EXERCISE MATERIAL:
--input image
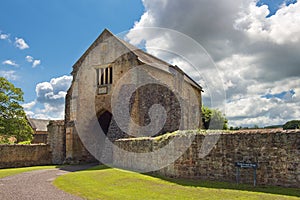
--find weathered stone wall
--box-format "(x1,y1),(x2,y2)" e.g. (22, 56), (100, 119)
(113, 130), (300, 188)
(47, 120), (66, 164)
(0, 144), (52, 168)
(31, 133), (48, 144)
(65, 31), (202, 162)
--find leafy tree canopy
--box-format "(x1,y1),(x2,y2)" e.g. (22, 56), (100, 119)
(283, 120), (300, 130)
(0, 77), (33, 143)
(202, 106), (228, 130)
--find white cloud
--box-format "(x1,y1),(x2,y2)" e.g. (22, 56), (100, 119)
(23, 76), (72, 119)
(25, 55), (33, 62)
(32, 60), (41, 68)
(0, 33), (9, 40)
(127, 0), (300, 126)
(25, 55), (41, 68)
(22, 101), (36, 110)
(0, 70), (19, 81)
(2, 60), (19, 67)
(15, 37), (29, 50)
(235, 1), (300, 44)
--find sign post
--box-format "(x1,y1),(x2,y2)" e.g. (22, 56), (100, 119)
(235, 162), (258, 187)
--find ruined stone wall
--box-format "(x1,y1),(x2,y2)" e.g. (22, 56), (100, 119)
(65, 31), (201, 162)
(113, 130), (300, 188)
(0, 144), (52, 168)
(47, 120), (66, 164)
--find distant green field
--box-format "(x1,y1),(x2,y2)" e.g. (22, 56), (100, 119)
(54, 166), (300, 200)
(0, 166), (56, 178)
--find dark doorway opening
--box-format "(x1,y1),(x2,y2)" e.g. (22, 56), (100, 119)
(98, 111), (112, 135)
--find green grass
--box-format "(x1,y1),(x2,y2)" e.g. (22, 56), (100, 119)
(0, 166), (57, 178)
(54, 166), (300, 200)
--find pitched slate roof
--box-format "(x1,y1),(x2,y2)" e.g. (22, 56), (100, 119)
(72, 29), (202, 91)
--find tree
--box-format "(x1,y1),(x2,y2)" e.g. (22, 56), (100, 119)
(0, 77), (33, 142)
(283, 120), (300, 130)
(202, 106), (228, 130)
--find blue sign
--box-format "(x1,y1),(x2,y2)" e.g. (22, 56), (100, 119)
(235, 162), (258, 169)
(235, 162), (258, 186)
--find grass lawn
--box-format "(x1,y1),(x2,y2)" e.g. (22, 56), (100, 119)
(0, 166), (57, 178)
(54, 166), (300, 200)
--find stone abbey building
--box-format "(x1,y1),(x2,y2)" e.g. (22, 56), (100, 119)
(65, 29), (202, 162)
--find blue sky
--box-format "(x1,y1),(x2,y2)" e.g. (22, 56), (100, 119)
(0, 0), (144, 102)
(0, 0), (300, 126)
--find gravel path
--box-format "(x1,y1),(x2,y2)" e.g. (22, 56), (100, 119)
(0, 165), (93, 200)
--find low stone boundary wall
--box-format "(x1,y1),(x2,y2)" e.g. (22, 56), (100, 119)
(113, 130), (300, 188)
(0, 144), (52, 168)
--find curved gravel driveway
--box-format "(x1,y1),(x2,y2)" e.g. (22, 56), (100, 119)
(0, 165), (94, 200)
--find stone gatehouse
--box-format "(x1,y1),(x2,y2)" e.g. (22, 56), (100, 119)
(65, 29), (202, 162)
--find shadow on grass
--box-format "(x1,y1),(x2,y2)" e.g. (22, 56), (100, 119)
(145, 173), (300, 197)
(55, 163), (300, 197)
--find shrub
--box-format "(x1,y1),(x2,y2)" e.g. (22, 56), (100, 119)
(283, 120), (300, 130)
* * *
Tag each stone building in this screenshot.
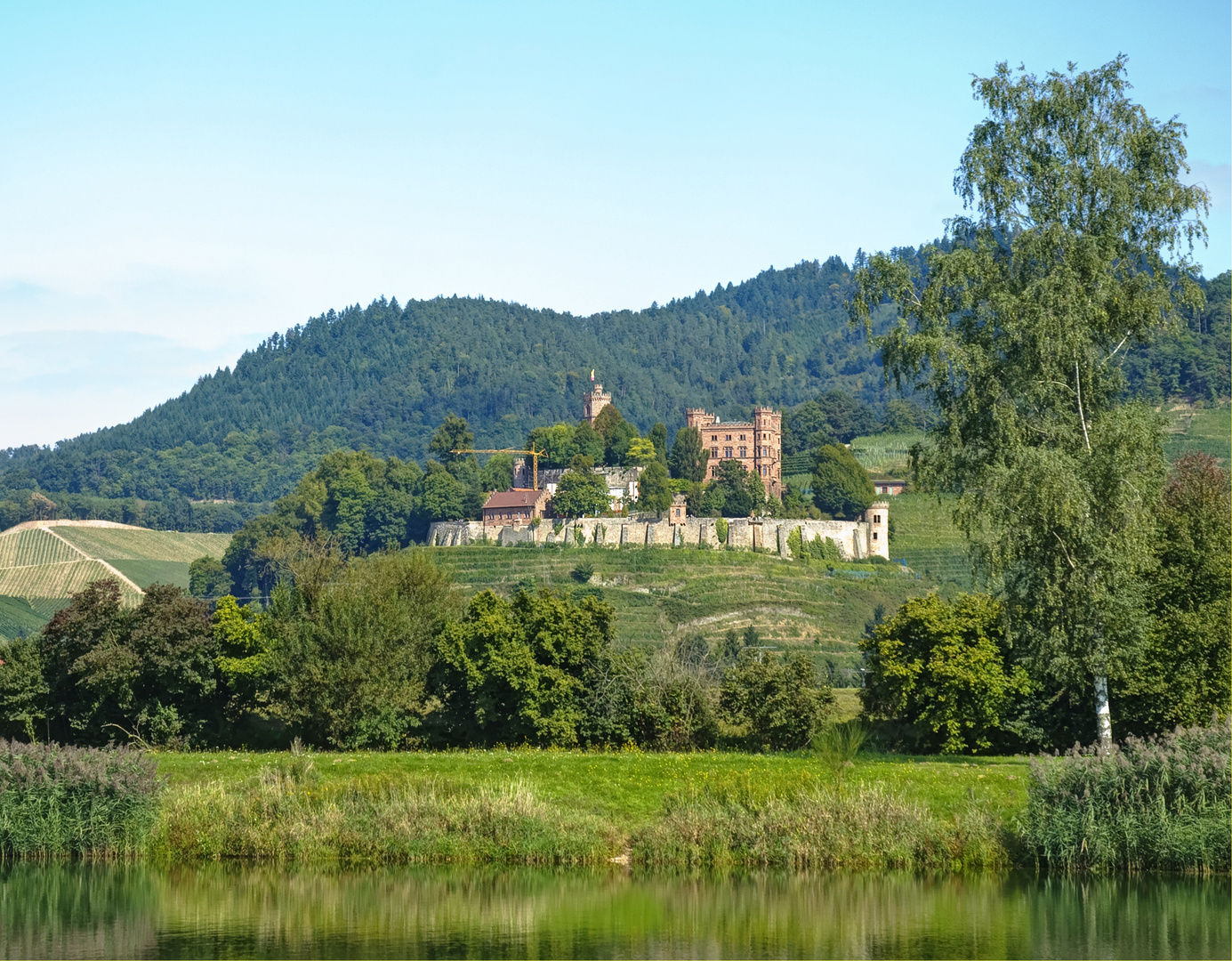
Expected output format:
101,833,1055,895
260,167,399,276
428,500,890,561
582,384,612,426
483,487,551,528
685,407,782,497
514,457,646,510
* * *
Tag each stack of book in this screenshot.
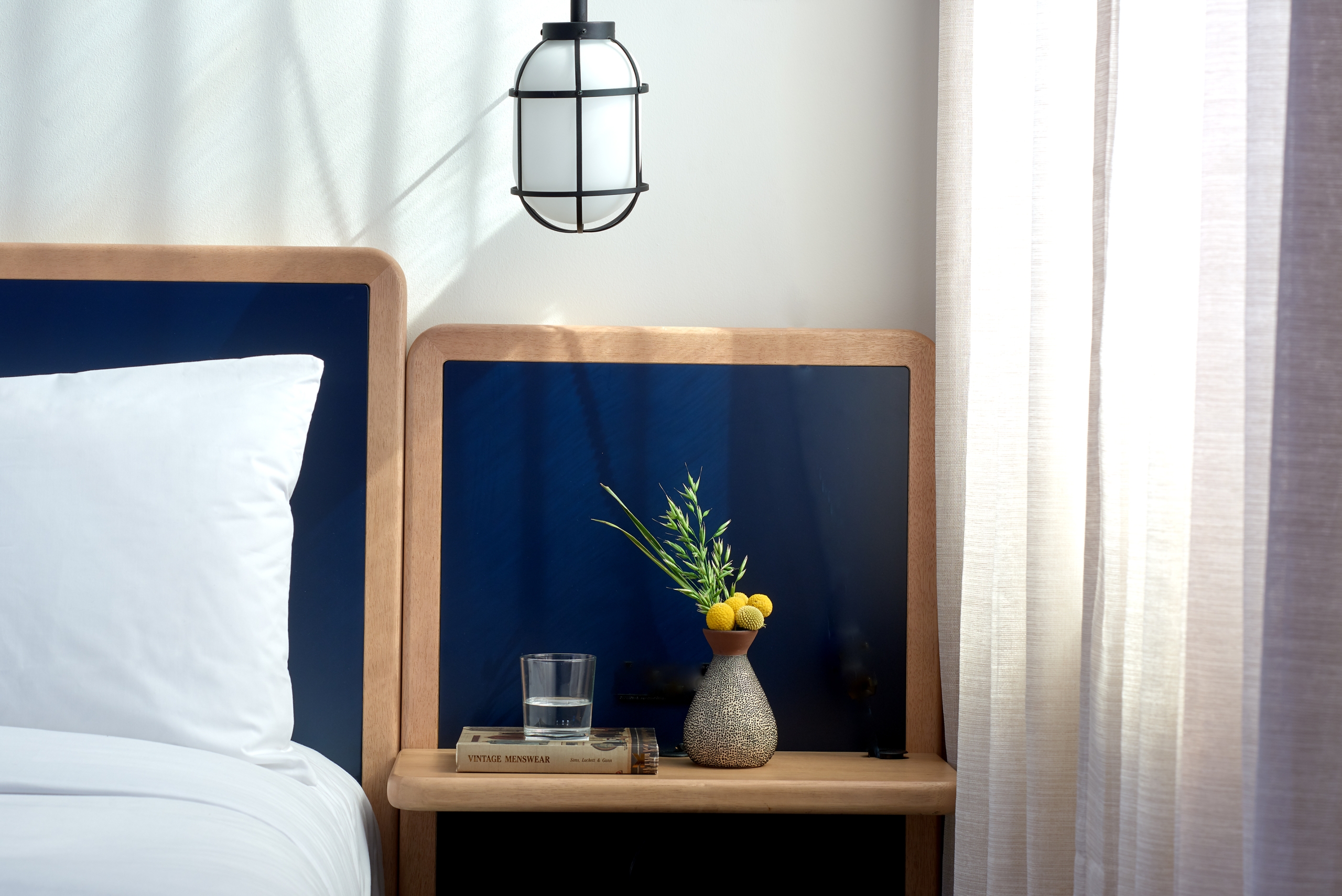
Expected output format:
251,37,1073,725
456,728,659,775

TASK REQUIREMENTS: Rewrite the rows above, from the line containing "Tag each stone building in this screenshot." through the line containing "514,457,646,510", both included, as a numbered list with blank lines omitted. Leave the pictures out of your answer.

COMPLETE ANSWER:
1. Tag each stone building in this screenshot.
2. Expected output format:
3. 101,833,1055,895
4. 260,167,399,276
5. 428,500,890,561
6. 582,384,612,426
7. 483,487,551,528
8. 685,407,782,497
9. 514,457,646,510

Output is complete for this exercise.